• _Written task_
Output the material below in its entirety, exactly as given.

:: Record set

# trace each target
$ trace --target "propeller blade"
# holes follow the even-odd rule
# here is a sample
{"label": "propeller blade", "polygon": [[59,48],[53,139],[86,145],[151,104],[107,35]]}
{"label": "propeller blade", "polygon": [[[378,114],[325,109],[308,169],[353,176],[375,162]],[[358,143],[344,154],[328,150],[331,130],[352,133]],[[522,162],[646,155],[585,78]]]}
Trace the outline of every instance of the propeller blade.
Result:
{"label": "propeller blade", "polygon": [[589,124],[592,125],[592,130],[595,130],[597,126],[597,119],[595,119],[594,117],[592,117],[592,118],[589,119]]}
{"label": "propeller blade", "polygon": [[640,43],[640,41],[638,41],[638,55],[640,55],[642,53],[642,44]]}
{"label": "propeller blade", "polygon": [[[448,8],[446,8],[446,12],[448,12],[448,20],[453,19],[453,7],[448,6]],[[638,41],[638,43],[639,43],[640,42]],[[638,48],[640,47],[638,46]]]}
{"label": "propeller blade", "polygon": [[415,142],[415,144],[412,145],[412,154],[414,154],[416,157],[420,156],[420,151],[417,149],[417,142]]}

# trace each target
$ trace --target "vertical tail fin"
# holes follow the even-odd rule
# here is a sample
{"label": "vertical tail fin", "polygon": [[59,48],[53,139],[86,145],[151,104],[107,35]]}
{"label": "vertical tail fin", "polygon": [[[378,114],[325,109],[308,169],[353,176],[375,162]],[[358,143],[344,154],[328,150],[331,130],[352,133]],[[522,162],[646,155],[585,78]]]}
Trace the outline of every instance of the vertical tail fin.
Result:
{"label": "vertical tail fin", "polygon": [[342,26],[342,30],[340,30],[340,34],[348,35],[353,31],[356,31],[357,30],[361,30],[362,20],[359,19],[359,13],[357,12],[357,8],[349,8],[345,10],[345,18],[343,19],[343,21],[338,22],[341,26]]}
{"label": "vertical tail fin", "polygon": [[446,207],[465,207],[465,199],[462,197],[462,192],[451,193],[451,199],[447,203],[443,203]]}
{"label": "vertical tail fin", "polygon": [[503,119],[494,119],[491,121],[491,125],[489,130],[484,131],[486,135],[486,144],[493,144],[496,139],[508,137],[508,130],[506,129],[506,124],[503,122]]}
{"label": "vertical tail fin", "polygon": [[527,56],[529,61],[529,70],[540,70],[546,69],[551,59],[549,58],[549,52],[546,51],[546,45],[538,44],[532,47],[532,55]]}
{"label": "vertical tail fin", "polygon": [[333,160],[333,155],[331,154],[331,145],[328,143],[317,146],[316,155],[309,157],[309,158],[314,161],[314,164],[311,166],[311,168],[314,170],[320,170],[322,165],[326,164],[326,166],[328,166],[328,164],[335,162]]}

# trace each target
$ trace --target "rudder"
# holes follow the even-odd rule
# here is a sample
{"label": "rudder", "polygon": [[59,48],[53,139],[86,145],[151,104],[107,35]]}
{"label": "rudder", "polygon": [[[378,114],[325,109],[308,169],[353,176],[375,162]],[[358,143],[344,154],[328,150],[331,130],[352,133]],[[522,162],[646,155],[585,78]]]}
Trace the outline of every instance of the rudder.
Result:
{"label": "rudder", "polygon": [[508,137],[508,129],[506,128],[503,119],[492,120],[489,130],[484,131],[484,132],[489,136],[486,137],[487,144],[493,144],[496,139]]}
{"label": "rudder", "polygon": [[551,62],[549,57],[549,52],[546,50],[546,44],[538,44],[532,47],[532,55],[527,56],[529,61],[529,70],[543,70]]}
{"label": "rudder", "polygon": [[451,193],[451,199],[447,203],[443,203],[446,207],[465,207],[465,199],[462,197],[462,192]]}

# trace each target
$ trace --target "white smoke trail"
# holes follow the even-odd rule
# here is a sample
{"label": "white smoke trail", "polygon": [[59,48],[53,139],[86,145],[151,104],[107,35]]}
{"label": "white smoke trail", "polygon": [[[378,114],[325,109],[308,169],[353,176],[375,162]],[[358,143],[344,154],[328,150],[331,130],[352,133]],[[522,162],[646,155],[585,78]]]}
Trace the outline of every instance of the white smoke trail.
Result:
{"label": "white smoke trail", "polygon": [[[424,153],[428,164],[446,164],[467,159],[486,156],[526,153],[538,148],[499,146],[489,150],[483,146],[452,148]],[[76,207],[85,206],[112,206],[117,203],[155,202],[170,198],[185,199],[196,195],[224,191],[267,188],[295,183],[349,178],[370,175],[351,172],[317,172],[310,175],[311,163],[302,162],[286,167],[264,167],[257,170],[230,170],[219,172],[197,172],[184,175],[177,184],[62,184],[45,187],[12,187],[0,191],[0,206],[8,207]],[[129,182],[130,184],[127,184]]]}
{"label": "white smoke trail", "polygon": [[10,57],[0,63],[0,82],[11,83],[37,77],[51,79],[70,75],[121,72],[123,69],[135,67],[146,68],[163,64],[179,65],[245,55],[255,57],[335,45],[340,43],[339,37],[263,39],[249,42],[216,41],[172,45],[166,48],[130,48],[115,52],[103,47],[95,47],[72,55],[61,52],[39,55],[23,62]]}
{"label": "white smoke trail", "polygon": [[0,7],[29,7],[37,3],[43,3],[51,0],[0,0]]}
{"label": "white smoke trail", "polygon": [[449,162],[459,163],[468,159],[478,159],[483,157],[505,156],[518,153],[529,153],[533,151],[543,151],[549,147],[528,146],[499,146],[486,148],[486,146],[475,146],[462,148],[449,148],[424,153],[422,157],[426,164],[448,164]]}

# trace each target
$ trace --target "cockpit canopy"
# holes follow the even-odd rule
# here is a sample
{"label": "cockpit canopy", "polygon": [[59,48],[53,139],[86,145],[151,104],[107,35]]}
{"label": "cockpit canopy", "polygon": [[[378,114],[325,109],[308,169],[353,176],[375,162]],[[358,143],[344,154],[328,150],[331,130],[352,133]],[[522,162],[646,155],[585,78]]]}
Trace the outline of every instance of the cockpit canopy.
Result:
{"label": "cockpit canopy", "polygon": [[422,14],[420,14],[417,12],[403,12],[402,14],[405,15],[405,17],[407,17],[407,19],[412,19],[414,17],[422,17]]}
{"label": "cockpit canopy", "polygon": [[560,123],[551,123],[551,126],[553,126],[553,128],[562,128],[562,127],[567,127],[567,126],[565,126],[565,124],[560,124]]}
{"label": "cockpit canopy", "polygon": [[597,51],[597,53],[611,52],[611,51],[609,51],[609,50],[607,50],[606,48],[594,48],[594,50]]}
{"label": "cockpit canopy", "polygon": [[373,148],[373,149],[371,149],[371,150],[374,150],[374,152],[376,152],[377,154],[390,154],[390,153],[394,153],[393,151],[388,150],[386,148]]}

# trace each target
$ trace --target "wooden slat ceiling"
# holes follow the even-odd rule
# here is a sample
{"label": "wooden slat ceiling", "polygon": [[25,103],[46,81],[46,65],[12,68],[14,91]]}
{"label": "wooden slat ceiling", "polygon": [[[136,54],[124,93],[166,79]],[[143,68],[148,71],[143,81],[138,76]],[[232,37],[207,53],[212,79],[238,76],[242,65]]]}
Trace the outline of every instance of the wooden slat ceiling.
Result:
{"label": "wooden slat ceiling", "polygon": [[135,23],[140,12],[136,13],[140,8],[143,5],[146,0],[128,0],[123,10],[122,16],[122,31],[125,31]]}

::::

• _Task response_
# trace each target
$ trace --target "propeller blade"
# holes follow the even-odd rule
# here is a sample
{"label": "propeller blade", "polygon": [[59,48],[53,139],[86,145],[151,104],[107,35]]}
{"label": "propeller blade", "polygon": [[[378,114],[325,109],[308,169],[353,176],[375,162]],[[358,143],[344,154],[328,150],[331,130],[352,133]],[[522,162],[646,155],[585,78]]]}
Trace the outline of every instance of the propeller blade.
Result:
{"label": "propeller blade", "polygon": [[589,124],[592,125],[592,130],[595,130],[597,126],[597,119],[595,119],[594,117],[592,117],[592,118],[589,119]]}
{"label": "propeller blade", "polygon": [[640,43],[640,41],[638,41],[638,55],[640,55],[642,53],[642,44]]}
{"label": "propeller blade", "polygon": [[[448,8],[446,8],[446,12],[448,12],[448,20],[453,19],[453,7],[448,6]],[[638,41],[638,43],[639,43],[640,42]],[[638,48],[640,47],[638,46]]]}
{"label": "propeller blade", "polygon": [[415,142],[415,144],[412,145],[412,154],[414,154],[416,157],[420,156],[420,151],[417,149],[417,142]]}

# trace each target
$ trace --target "vertical tail fin"
# holes follow the even-odd rule
# here is a sample
{"label": "vertical tail fin", "polygon": [[59,48],[53,139],[86,145],[151,104],[107,35]]}
{"label": "vertical tail fin", "polygon": [[[378,114],[325,109],[308,169],[353,176],[375,162]],[[358,143],[344,154],[328,150],[331,130],[352,133]],[[522,162],[646,155],[585,78]]]}
Trace the outline of every instance of the vertical tail fin.
Result:
{"label": "vertical tail fin", "polygon": [[342,26],[342,30],[340,30],[340,34],[348,35],[353,31],[356,31],[357,30],[361,30],[362,20],[359,19],[359,13],[357,12],[357,8],[349,8],[345,10],[345,18],[343,19],[343,21],[338,22],[341,26]]}
{"label": "vertical tail fin", "polygon": [[446,207],[465,207],[465,199],[462,197],[462,192],[451,193],[451,199],[447,203],[443,203]]}
{"label": "vertical tail fin", "polygon": [[503,119],[494,119],[491,121],[491,125],[489,130],[484,131],[486,135],[486,144],[493,144],[496,139],[508,137],[508,130],[506,129],[506,124],[503,122]]}
{"label": "vertical tail fin", "polygon": [[527,56],[529,61],[529,70],[540,70],[546,69],[551,59],[549,58],[549,52],[546,51],[546,45],[538,44],[532,47],[532,55]]}
{"label": "vertical tail fin", "polygon": [[333,160],[333,155],[331,154],[331,145],[328,143],[317,146],[316,155],[309,157],[309,158],[314,161],[314,164],[311,166],[311,168],[314,170],[320,170],[322,165],[326,164],[326,166],[328,166],[328,164],[335,162]]}

# trace each target
$ trace --target "rudder"
# holes follow the even-odd rule
# here is a sample
{"label": "rudder", "polygon": [[59,48],[53,139],[86,145],[151,104],[107,35]]}
{"label": "rudder", "polygon": [[[378,114],[325,109],[308,169],[353,176],[375,162]],[[358,143],[344,154],[328,150],[331,130],[352,133]],[[522,162],[646,155],[585,78]]]}
Trace the outline of every instance of the rudder.
Result:
{"label": "rudder", "polygon": [[508,137],[508,129],[506,128],[503,119],[492,120],[489,130],[484,131],[484,132],[489,136],[486,137],[487,144],[493,144],[496,139]]}
{"label": "rudder", "polygon": [[551,62],[549,57],[549,52],[546,50],[546,44],[538,44],[532,47],[532,55],[527,56],[529,61],[529,70],[543,70]]}
{"label": "rudder", "polygon": [[451,193],[451,199],[447,203],[443,203],[446,207],[465,207],[465,199],[462,197],[462,192]]}

# trace each target
$ trace --target "white smoke trail"
# holes follow the even-odd rule
# here is a sample
{"label": "white smoke trail", "polygon": [[59,48],[53,139],[86,145],[151,104],[107,35]]}
{"label": "white smoke trail", "polygon": [[[378,114],[325,109],[308,169],[353,176],[375,162]],[[358,143],[344,154],[328,150],[331,130],[352,133]],[[522,162],[646,155],[585,78]]]}
Trace the outline of every instance of the white smoke trail.
Result:
{"label": "white smoke trail", "polygon": [[[424,153],[428,164],[446,164],[467,159],[486,156],[526,153],[538,148],[499,146],[489,150],[483,146],[452,148]],[[76,207],[85,206],[112,206],[117,203],[155,202],[170,198],[185,199],[196,195],[224,191],[267,188],[295,183],[349,178],[370,175],[351,172],[317,172],[310,175],[311,163],[302,162],[286,167],[264,167],[257,170],[230,170],[219,172],[197,172],[184,175],[177,184],[62,184],[45,187],[12,187],[0,191],[0,206],[8,207]],[[129,182],[130,184],[127,184]]]}
{"label": "white smoke trail", "polygon": [[10,57],[0,63],[0,82],[11,83],[37,77],[51,79],[70,75],[121,72],[123,69],[135,67],[146,68],[163,64],[179,65],[245,55],[255,57],[335,45],[340,43],[339,37],[263,39],[249,42],[216,41],[172,45],[166,48],[130,48],[115,52],[103,47],[95,47],[72,55],[61,52],[39,55],[23,62]]}
{"label": "white smoke trail", "polygon": [[0,7],[29,7],[37,3],[43,3],[51,0],[0,0]]}
{"label": "white smoke trail", "polygon": [[449,162],[459,163],[468,159],[478,159],[483,157],[505,156],[518,153],[529,153],[533,151],[543,151],[549,147],[528,146],[499,146],[486,148],[486,146],[475,146],[462,148],[449,148],[424,153],[422,157],[426,164],[448,164]]}

# trace each target
$ trace --target "cockpit canopy"
# holes follow the even-odd rule
# here is a sample
{"label": "cockpit canopy", "polygon": [[59,48],[53,139],[86,145],[151,104],[107,35]]}
{"label": "cockpit canopy", "polygon": [[[378,114],[325,109],[308,169],[353,176],[375,162]],[[358,143],[344,154],[328,150],[331,130],[352,133]],[[522,162],[646,155],[585,78]]]}
Trace the outline of every instance of the cockpit canopy.
Result:
{"label": "cockpit canopy", "polygon": [[422,14],[420,14],[417,12],[403,12],[402,14],[405,15],[405,17],[407,17],[407,19],[412,19],[414,17],[422,17]]}
{"label": "cockpit canopy", "polygon": [[560,123],[551,123],[551,126],[553,126],[553,128],[562,128],[562,127],[567,127],[567,126],[565,126],[565,124],[560,124]]}
{"label": "cockpit canopy", "polygon": [[597,51],[597,53],[611,52],[611,51],[609,51],[609,50],[607,50],[606,48],[594,48],[594,50]]}
{"label": "cockpit canopy", "polygon": [[373,148],[373,149],[371,149],[371,150],[374,150],[374,152],[376,152],[377,154],[390,154],[390,153],[394,153],[393,151],[388,150],[386,148]]}

# trace each target
$ trace --target "wooden slat ceiling"
# holes follow the even-odd rule
# here is a sample
{"label": "wooden slat ceiling", "polygon": [[25,103],[46,81],[46,65],[12,68],[14,91]]}
{"label": "wooden slat ceiling", "polygon": [[[136,54],[124,93],[166,79]],[[143,68],[148,71],[143,81],[138,76]],[[232,37],[207,53],[212,79],[238,76],[242,65]]]}
Trace the outline of every instance of the wooden slat ceiling.
Result:
{"label": "wooden slat ceiling", "polygon": [[135,23],[140,12],[136,13],[140,8],[143,5],[146,0],[128,0],[123,10],[122,16],[122,31],[125,31]]}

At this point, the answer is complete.